WHAT YOU WILL DO - Restate exactly the lines below, from the one containing "the mountain in" through the final line, and leave out the pictures.

GIVEN ENTRIES -
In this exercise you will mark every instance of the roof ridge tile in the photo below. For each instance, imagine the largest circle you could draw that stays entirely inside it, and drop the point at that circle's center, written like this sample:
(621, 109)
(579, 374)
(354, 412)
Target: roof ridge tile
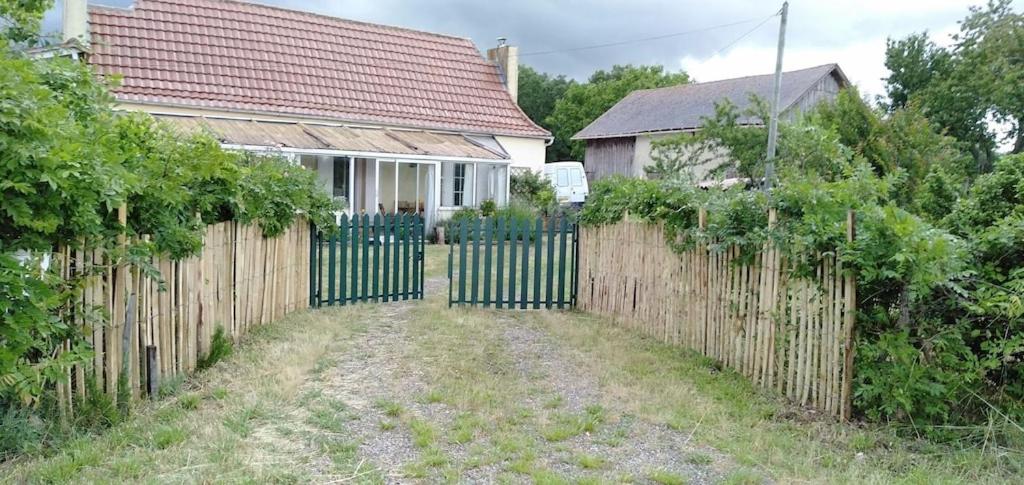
(228, 54)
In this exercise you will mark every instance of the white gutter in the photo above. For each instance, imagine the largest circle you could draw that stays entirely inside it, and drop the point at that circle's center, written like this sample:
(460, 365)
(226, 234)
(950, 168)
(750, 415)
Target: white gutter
(361, 155)
(291, 118)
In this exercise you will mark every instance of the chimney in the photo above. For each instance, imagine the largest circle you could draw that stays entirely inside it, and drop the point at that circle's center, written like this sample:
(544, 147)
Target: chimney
(507, 58)
(75, 24)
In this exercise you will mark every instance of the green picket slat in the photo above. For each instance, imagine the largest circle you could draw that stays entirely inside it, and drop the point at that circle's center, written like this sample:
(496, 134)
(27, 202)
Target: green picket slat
(500, 280)
(332, 243)
(524, 282)
(561, 264)
(513, 235)
(353, 289)
(377, 254)
(416, 257)
(313, 237)
(342, 259)
(406, 258)
(538, 239)
(451, 262)
(487, 233)
(395, 254)
(423, 254)
(463, 233)
(549, 266)
(320, 270)
(574, 287)
(385, 241)
(365, 240)
(475, 271)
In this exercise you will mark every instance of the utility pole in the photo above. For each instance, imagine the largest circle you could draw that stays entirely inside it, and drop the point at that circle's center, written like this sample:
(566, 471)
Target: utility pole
(776, 94)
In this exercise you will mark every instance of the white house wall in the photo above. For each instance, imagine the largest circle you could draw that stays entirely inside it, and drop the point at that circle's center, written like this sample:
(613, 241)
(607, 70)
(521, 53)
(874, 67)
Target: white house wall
(525, 152)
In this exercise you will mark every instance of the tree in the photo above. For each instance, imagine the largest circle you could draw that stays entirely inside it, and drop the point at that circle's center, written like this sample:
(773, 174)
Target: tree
(991, 46)
(912, 62)
(538, 94)
(962, 88)
(585, 102)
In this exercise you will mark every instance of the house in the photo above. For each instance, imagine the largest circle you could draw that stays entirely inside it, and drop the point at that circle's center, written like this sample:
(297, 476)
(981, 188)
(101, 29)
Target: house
(620, 140)
(392, 119)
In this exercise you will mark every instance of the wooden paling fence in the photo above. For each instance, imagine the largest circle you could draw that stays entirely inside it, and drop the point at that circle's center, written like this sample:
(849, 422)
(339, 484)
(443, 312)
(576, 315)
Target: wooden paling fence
(158, 327)
(785, 333)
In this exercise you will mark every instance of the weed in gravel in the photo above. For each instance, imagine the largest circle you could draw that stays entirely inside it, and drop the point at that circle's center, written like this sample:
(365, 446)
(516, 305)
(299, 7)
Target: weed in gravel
(665, 477)
(698, 457)
(424, 433)
(590, 461)
(389, 407)
(567, 426)
(243, 421)
(170, 386)
(189, 401)
(547, 477)
(167, 436)
(554, 402)
(434, 396)
(329, 416)
(742, 476)
(464, 428)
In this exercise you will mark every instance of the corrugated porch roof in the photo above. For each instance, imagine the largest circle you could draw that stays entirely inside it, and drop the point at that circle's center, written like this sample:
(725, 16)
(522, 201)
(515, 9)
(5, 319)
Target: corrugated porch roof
(342, 138)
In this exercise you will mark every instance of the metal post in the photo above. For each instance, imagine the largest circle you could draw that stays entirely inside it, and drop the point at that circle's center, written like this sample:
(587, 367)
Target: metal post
(377, 184)
(351, 184)
(773, 122)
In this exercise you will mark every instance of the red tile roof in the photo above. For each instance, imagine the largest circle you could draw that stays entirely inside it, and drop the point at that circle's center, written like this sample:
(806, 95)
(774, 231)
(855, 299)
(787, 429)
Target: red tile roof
(233, 55)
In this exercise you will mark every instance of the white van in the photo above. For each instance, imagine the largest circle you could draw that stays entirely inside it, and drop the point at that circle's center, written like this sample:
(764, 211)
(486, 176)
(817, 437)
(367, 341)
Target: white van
(569, 181)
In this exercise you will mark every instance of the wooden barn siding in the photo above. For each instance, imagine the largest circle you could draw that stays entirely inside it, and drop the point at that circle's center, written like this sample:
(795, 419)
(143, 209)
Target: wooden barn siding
(824, 90)
(607, 157)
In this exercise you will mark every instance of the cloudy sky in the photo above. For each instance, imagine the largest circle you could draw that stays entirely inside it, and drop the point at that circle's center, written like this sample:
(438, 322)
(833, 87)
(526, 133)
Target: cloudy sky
(849, 32)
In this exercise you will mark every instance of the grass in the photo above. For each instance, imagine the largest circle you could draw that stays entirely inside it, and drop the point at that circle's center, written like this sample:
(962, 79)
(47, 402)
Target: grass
(219, 424)
(261, 414)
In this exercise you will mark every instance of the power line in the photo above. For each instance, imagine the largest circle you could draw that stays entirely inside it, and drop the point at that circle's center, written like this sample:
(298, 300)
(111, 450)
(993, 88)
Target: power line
(741, 37)
(646, 39)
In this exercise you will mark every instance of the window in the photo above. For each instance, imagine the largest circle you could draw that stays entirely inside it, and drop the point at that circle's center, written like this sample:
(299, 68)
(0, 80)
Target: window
(459, 184)
(309, 162)
(340, 185)
(562, 178)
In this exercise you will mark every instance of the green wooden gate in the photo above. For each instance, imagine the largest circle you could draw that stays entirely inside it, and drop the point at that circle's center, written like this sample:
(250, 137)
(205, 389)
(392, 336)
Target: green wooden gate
(513, 263)
(368, 259)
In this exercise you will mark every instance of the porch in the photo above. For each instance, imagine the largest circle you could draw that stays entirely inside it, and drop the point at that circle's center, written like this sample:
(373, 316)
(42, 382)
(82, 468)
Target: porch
(385, 170)
(434, 189)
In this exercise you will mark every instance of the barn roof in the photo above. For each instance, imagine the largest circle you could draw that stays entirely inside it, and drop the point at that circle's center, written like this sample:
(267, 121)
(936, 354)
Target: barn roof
(232, 55)
(684, 107)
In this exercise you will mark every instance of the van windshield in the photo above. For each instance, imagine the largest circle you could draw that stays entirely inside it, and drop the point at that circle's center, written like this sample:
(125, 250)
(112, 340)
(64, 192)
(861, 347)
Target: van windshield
(577, 178)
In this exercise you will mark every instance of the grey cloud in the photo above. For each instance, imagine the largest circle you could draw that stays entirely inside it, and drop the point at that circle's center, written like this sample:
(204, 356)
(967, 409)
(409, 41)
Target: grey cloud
(542, 26)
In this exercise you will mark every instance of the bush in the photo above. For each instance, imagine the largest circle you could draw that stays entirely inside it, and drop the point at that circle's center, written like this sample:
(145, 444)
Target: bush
(516, 214)
(531, 189)
(487, 208)
(70, 163)
(452, 225)
(220, 348)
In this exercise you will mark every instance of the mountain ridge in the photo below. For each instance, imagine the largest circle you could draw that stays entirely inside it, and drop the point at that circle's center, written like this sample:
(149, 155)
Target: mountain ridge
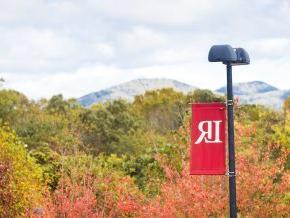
(252, 92)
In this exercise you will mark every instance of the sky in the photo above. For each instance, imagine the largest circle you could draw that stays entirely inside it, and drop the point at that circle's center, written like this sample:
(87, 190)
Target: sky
(76, 47)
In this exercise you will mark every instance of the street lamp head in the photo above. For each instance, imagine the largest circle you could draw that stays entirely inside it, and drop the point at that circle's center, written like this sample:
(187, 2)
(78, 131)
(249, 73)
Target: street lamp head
(226, 54)
(242, 57)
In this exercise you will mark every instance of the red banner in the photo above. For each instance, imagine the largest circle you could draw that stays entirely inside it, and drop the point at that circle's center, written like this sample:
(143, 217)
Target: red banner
(207, 155)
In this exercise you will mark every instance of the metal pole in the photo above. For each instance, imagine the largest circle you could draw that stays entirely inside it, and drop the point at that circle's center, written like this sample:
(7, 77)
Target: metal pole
(231, 143)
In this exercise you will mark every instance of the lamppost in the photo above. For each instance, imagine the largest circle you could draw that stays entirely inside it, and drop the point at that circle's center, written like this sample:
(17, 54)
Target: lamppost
(230, 56)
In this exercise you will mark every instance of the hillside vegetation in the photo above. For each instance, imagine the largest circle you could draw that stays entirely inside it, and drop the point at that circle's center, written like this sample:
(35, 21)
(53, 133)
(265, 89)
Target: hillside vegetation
(120, 159)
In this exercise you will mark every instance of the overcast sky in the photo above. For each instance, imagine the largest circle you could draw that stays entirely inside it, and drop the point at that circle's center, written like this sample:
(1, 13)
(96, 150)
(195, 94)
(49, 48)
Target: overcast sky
(80, 46)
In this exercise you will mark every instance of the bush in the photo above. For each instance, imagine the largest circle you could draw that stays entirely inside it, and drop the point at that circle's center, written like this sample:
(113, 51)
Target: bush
(20, 176)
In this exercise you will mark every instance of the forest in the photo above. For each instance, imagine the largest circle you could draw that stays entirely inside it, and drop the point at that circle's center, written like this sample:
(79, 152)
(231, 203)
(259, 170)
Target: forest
(121, 159)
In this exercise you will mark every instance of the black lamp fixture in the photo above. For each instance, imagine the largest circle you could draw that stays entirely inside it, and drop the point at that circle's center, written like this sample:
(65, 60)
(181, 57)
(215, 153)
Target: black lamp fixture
(227, 54)
(230, 57)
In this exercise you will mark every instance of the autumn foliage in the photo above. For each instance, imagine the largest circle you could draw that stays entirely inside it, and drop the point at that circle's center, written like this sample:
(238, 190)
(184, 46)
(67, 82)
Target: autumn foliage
(57, 159)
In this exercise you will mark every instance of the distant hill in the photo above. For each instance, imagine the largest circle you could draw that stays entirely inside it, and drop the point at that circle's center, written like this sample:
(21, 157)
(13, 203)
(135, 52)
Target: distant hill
(258, 92)
(132, 88)
(254, 92)
(249, 88)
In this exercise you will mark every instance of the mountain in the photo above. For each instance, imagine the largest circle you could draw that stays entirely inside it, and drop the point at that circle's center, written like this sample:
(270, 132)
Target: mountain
(249, 88)
(258, 92)
(132, 88)
(255, 92)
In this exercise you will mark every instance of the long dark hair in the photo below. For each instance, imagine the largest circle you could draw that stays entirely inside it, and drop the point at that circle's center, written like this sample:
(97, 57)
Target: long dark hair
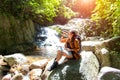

PROBLEM SOLUTION -
In this exercise you will mark every instance of the mountain in the photo above. For each instance, imagine the largest circle you could draw that stays entirely inside it, and drop the point at that circle's center, written like this sample:
(270, 132)
Target: mountain
(249, 88)
(258, 92)
(132, 88)
(255, 92)
In this exercise you will mark every instance of the long dark hair in the photo below. For each instance, imagine the largest circle you could draw that stays entirely inside it, and drop the point at that circle's center, written like this sample:
(97, 57)
Target: long dark hair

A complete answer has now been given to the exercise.